--- Task to complete ---
Please find every line in the material below that contains the word "drop" and copy each one out. Match case exactly.

--- Material supplied ---
* * *

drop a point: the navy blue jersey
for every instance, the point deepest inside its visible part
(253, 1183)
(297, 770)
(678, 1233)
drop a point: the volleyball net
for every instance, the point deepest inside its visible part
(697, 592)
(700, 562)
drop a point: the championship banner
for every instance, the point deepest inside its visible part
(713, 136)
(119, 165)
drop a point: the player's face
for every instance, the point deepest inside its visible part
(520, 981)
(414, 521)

* * *

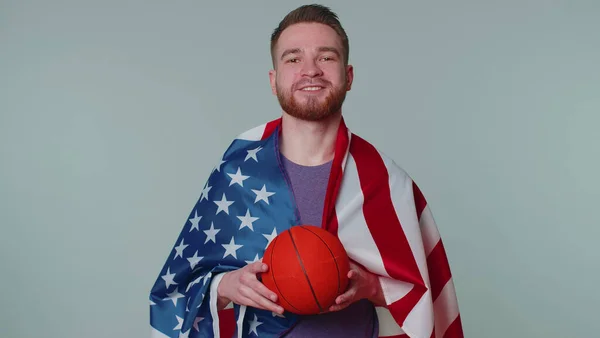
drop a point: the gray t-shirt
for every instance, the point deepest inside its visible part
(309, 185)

* * *

--- Right answer ---
drop a point: the navy blue jersey
drop a point: the volleyball net
drop a point: the championship banner
drop a point: the player's face
drop a point: the gray t-shirt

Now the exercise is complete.